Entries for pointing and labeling
* * *

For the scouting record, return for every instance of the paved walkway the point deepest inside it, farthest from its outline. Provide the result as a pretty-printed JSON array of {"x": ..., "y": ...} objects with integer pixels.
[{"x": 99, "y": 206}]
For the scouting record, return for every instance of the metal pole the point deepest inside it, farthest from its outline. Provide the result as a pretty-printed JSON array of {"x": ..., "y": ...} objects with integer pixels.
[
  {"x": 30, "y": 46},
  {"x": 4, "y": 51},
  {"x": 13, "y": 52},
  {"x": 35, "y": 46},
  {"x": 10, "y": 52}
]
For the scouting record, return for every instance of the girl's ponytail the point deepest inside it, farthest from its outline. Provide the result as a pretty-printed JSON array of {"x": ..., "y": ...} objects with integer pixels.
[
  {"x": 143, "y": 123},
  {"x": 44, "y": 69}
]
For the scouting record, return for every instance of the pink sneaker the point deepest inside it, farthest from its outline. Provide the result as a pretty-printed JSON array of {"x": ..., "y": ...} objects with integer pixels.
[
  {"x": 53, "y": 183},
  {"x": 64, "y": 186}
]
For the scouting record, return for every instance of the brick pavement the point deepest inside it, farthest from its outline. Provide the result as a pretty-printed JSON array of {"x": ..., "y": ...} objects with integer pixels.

* * *

**What you should do**.
Please output the lines above as a JSON list of strings, one string per line, with blank lines left out.

**Result**.
[
  "For the scouting record, return for every instance of the paved walkway the point deepest inside it, farthest from its outline. Provide the result as a pretty-printed JSON array of {\"x\": ..., \"y\": ...} objects with integer pixels.",
  "[{\"x\": 99, \"y\": 206}]",
  "For the scouting record, return for every instance of the metal pole the point deepest inside it, farthest from its outline. Provide the result as a pretty-printed JSON array of {\"x\": ..., \"y\": ...} objects with integer pixels.",
  "[",
  "  {\"x\": 30, \"y\": 46},",
  "  {\"x\": 4, \"y\": 51},",
  "  {\"x\": 13, \"y\": 52},",
  "  {\"x\": 35, \"y\": 46},",
  "  {\"x\": 10, \"y\": 52}",
  "]",
  "For the scouting record, return for every instance of the girl's ponytail the point deepest inside it, farthest from its outline. Provide the result as a pretty-printed JSON array of {\"x\": ..., \"y\": ...} objects with integer pixels.",
  "[",
  "  {\"x\": 143, \"y\": 123},",
  "  {\"x\": 44, \"y\": 69}",
  "]",
  "For the scouting record, return for every instance of the pink sneaker the point deepest inside it, farthest from its outline. Provide the result as a pretty-printed JSON array of {\"x\": ..., \"y\": ...} objects with integer pixels.",
  "[",
  "  {\"x\": 53, \"y\": 183},",
  "  {\"x\": 64, \"y\": 186}",
  "]",
  "For the scouting record, return for every instance of the brick pavement the point deepest inside it, farthest from its outline. Provide the result as a pretty-printed JSON array of {\"x\": ..., \"y\": ...} objects with integer pixels."
]